● EXERCISES:
**A.** From the Shred Day article, list every kind of personal information that the quoted recommendation names.
**B.** State whether each statement agrees with the Shred Day article, answering yes or no and quoting the deciding words: (i) Businesses may bring their records to the event. (ii) Each person may bring up to four bags or boxes of records. (iii) The shredding runs from 10 a.m. to 2 p.m.
**C.** Continue the Shred Day article from its last sentence.

Join our 5th annual Shred Day to eliminate the possibility of identity theft

GREAT FALLS, Mont. - Tax season is coming to a close and it's more important than ever to properly dispose of the documents you no longer need to protect your identity in the long run.

"It's tax season right now so you're handling more papers with personal information on it, W2s, anything like that. Store them securely in your home, but then when you don't need them, make sure that you shred them. There's different time frames for keeping documents like that, so make sure that you keep the things that you need, but when you're ready to dispose them, make sure that you do so in a safe and secure manner,” Becky Timmons, Vice President of Marketing at the Montana Federal Credit Union said.

Private parties, not businesses, may visit the Montana Federal Credit Union between 14th and 15th Street South right behind the Paris Gibson Museum of Art from 10 a.m. to 2 p.m.to demolish their records. People may bring up to four bags or boxes full of records they wish to permanently destroy.

"We recommend anything with your personal information on it; your name, your birth date, your Social Security number, phone numbers, and addresses are really something that if they were to get into the hands of someone with bad intentions, that could lead them to finding out your identity and income from bank statements bill medical record. If you have anything that you do not need anymore and think that you want to get rid of, please try to bring it down, we'll shred it for free just so your information stays out of garbage cans or landfills," Timmons said.

● RECORDS SHOWN:
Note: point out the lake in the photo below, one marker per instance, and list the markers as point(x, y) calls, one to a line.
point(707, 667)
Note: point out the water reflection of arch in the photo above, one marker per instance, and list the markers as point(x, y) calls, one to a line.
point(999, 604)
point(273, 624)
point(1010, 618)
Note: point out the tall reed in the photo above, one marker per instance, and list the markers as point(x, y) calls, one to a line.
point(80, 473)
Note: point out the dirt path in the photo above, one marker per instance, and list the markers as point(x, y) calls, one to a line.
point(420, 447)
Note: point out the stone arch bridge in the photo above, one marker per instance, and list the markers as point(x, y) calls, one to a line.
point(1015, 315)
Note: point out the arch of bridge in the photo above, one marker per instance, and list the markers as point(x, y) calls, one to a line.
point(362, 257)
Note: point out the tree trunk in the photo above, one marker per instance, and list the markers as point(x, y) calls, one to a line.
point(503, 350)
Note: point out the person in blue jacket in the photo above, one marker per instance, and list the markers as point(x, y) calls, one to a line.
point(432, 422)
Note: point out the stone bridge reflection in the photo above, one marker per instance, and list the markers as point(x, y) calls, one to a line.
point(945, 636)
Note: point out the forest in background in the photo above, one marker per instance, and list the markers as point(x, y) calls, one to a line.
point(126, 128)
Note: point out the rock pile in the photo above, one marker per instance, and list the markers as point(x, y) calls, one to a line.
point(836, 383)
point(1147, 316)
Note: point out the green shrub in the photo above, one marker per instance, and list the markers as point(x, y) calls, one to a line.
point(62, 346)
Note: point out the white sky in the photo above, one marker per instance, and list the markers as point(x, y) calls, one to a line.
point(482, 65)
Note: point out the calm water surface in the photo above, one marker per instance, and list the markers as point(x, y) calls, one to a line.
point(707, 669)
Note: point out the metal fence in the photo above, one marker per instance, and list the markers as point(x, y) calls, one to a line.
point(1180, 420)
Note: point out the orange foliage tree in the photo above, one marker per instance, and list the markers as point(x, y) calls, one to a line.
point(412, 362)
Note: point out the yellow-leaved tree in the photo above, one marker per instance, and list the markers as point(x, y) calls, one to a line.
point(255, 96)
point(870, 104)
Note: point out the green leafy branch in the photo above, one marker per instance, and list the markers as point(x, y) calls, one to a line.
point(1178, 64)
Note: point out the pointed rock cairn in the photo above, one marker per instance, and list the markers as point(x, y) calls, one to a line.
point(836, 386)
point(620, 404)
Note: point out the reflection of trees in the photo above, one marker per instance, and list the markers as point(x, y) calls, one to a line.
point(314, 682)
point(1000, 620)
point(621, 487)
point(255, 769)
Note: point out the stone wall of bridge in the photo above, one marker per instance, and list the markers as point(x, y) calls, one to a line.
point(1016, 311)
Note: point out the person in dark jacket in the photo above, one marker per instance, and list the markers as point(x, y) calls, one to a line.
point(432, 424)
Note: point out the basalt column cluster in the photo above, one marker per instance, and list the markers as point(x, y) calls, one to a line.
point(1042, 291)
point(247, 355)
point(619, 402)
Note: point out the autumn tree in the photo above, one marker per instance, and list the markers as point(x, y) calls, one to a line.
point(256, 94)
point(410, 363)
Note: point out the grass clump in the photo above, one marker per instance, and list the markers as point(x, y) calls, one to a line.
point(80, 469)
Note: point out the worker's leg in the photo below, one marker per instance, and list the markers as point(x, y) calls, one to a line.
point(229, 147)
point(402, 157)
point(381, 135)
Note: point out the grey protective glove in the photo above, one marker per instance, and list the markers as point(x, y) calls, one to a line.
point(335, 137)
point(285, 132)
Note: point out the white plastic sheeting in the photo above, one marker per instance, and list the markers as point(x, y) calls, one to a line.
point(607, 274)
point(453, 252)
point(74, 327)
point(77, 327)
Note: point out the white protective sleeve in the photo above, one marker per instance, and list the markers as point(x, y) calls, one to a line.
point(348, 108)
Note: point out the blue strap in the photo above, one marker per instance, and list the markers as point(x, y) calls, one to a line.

● TASK RESULTS:
**A.**
- name
- birth date
- Social Security number
- phone numbers
- addresses

**B.**
(i) No: "Private parties, not businesses, may visit the Montana Federal Credit Union"
(ii) Yes: "People may bring up to four bags or boxes full of records they wish to permanently destroy."
(iii) Yes: "from 10 a.m. to 2 p.m."

**C.**
Our fifth annual Shred Day helps protect your private information to make sure this data doesn’t fall into the wrong hands as cases of fraudulent activity continue in Cascade County. Tearing up or tossing important documents after you no longer need them isn’t enough protection against identity theft or exposure.

"We have had so much fraud lately on our accounts and it comes from different directions. It's either online or people trying to deposit checks that aren't real, things like that. We do have stolen identity cases when somebody gets a Social Security number and starts taking out Credit or applying for loans in people's names. So we do see a lot of that. You really can never be too careful when it comes to your personal information so that's why we really stress properly disposing of your personal information so it doesn't get into the hands of somebody that could use it against you," Timmons said.

We’re also teaming up with the Great Falls Food Bank to host a community food drive Thursday.